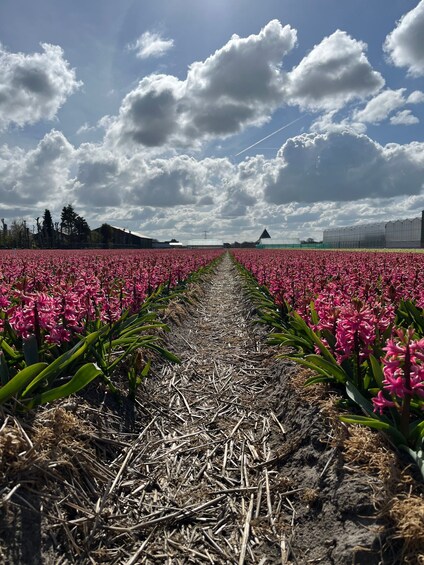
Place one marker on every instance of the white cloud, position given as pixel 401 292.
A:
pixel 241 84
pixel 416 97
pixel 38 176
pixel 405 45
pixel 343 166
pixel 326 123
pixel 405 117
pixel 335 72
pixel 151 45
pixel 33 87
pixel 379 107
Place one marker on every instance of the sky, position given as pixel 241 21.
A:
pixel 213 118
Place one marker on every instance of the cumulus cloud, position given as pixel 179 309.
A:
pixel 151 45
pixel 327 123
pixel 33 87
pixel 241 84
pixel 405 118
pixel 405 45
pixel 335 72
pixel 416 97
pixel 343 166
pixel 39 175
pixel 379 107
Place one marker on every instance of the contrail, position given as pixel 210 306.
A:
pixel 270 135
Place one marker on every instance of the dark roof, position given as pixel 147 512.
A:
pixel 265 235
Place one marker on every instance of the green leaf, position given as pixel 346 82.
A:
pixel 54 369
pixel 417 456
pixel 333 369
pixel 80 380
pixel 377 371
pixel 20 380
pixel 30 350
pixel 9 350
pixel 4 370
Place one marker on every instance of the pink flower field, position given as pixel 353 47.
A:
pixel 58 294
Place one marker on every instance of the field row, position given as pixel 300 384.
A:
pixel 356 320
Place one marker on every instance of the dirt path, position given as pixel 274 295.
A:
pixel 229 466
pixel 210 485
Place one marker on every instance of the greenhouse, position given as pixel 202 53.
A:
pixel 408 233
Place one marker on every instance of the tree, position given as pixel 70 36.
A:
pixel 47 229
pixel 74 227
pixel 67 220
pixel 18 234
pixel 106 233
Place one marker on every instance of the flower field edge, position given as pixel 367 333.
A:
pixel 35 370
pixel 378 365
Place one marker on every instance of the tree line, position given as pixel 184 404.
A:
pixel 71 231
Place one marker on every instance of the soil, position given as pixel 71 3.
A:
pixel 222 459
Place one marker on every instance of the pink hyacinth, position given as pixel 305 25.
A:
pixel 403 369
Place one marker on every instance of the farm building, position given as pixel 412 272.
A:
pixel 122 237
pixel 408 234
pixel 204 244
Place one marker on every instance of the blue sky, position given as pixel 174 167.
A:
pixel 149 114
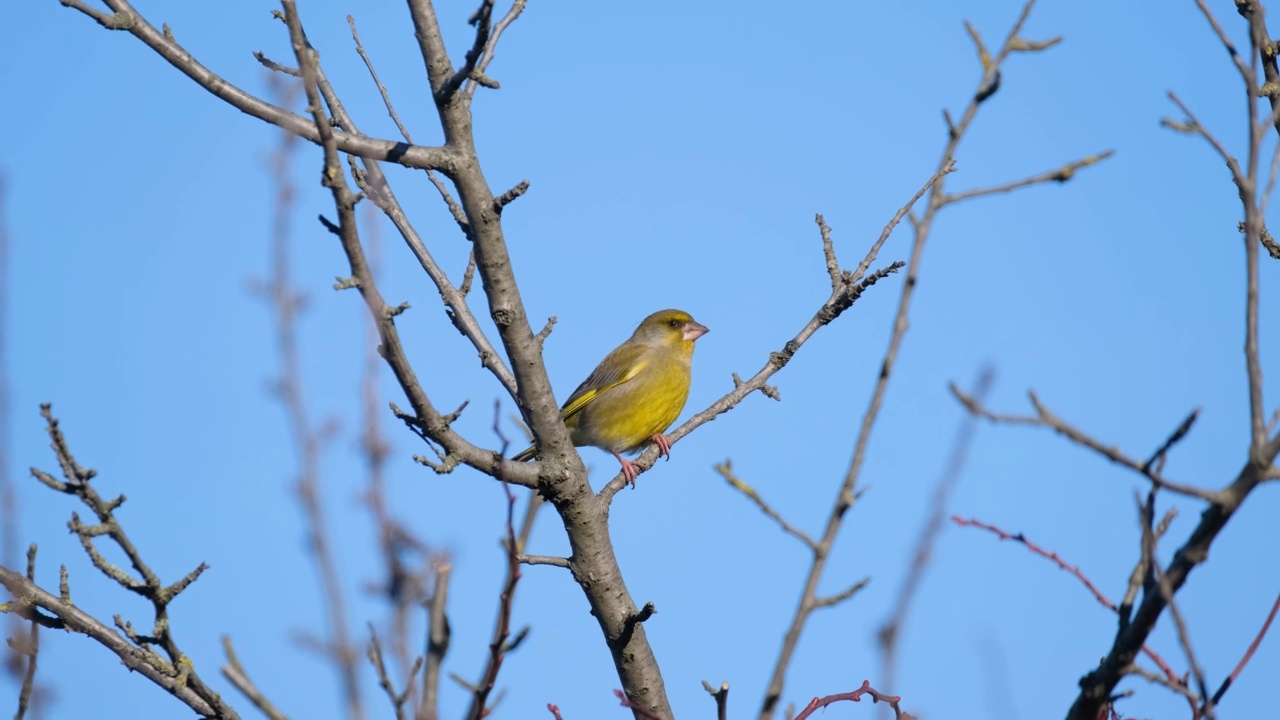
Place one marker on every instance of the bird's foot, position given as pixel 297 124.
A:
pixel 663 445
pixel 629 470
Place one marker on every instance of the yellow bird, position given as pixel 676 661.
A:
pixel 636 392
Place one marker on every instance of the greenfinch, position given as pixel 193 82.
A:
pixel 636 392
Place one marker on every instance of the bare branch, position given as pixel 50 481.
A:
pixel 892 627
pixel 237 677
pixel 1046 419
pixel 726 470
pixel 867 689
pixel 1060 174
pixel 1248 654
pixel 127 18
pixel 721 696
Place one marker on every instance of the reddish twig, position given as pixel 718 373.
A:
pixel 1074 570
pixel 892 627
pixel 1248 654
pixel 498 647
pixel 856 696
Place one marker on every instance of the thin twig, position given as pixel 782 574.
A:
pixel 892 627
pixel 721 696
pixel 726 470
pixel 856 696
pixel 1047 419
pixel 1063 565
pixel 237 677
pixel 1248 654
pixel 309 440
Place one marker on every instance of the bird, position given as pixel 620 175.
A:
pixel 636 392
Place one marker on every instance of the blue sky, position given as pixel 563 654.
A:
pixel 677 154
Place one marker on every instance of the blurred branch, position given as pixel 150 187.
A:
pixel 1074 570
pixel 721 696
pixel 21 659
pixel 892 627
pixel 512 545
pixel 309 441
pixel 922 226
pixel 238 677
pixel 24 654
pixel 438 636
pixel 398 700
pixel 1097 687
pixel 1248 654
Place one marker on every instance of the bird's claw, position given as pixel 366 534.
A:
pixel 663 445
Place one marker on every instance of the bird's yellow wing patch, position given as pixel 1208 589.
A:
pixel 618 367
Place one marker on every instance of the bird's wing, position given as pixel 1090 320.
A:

+ + +

## SET PROBLEM
Turn all the material above into a numbered list, leaving out blank lines and the pictures.

## WRITTEN RESPONSE
1. Place one marker on every instance of the white cloud, position given as pixel 401 292.
2. A:
3. pixel 241 84
4. pixel 416 97
5. pixel 38 176
6. pixel 405 45
7. pixel 343 166
8. pixel 326 123
9. pixel 405 117
10. pixel 335 72
11. pixel 151 45
12. pixel 33 87
13. pixel 379 107
14. Place one marker on every instance of the sky, position given as pixel 241 21.
15. A:
16. pixel 213 118
17. Place one marker on every instance of the cumulus cloud, position given as pixel 179 309.
18. A:
19. pixel 151 45
20. pixel 327 123
21. pixel 33 87
22. pixel 241 84
23. pixel 405 118
24. pixel 405 45
25. pixel 335 72
26. pixel 416 97
27. pixel 343 166
28. pixel 39 175
29. pixel 379 107
30. Place one marker on every instance of the contrail, position given as pixel 210 306.
31. A:
32. pixel 270 135
33. Place one marker on every instance of the dark roof, position given as pixel 147 512.
34. A:
35. pixel 265 235
36. Place one marker on every instance of the green leaf, position given as pixel 346 82.
37. A:
38. pixel 54 369
39. pixel 417 456
40. pixel 333 369
41. pixel 80 380
42. pixel 377 371
43. pixel 20 380
44. pixel 30 350
45. pixel 9 350
46. pixel 4 370
47. Place one marker on every instance of the pink flower field, position given as pixel 353 47.
48. A:
49. pixel 58 294
50. Place one marker on every instance of the field row, position given as pixel 300 384.
51. A:
52. pixel 356 320
53. Place one marker on every instance of the dirt path, position given as pixel 274 295.
54. A:
55. pixel 229 466
56. pixel 210 485
57. Place one marker on every instance of the greenhouse, position given as pixel 202 53.
58. A:
59. pixel 408 233
60. Place one marker on every instance of the tree, position given as pixel 70 36.
61. A:
62. pixel 47 229
63. pixel 74 227
64. pixel 67 220
65. pixel 18 234
66. pixel 106 233
67. Place one marker on every instance of the flower field edge, position given as pixel 367 333.
68. A:
69. pixel 35 370
70. pixel 378 365
71. Place one marker on every instance of the tree line, position given as pixel 184 404.
72. A:
73. pixel 71 231
74. Place one marker on every instance of the soil, position given as pixel 71 3.
75. A:
76. pixel 222 459
77. Place one marker on every instance of the pink hyacinth, position given as pixel 305 25.
78. A:
79. pixel 403 369
80. Place one marker on every instance of the farm building, position given as pixel 412 272.
81. A:
82. pixel 122 237
83. pixel 408 234
84. pixel 204 244
85. Place one marker on every instance of the blue sky, position given as pixel 174 167.
86. A:
87. pixel 149 114
88. Place one marker on every instance of the bird's foot, position given as pixel 297 124.
89. A:
90. pixel 663 445
91. pixel 629 470
92. Place one marker on every instance of the yellow bird, position given as pixel 676 661.
93. A:
94. pixel 636 392
95. Place one marker on every instance of the greenfinch, position given as pixel 193 82.
96. A:
97. pixel 636 392
98. Place one marker on every instance of the bare branch, position given as pixel 50 481.
99. A:
100. pixel 892 627
101. pixel 237 677
102. pixel 1046 419
103. pixel 726 470
104. pixel 867 689
105. pixel 1060 174
106. pixel 1248 654
107. pixel 127 18
108. pixel 721 696
109. Place one marker on every instance of the reddish twig, position given as pixel 718 373.
110. A:
111. pixel 1074 570
112. pixel 892 627
113. pixel 1248 654
114. pixel 498 647
115. pixel 856 696
116. Place one marker on every instance of the thin twig, position given as pixel 782 574.
117. A:
118. pixel 892 627
119. pixel 721 696
120. pixel 726 470
121. pixel 856 696
122. pixel 1047 419
123. pixel 1063 565
124. pixel 237 677
125. pixel 1248 654
126. pixel 309 440
127. Place one marker on every instance of the bird, position given as pixel 620 175.
128. A:
129. pixel 636 392
130. Place one marker on every instance of the blue sky, position given as pixel 563 654.
131. A:
132. pixel 677 154
133. Place one marker on every instance of the blurred branch, position given as pixel 150 187.
134. A:
135. pixel 1074 570
136. pixel 721 696
137. pixel 21 659
138. pixel 892 627
139. pixel 512 545
140. pixel 309 441
141. pixel 922 226
142. pixel 238 677
143. pixel 24 654
144. pixel 438 636
145. pixel 398 700
146. pixel 1097 687
147. pixel 1248 654
148. Place one marker on every instance of the bird's claw, position given as pixel 366 534.
149. A:
150. pixel 663 445
151. Place one marker on every instance of the bird's yellow wing patch, position given as pixel 1208 589.
152. A:
153. pixel 618 367
154. Place one marker on every instance of the bird's wing, position given as pixel 1090 320.
155. A:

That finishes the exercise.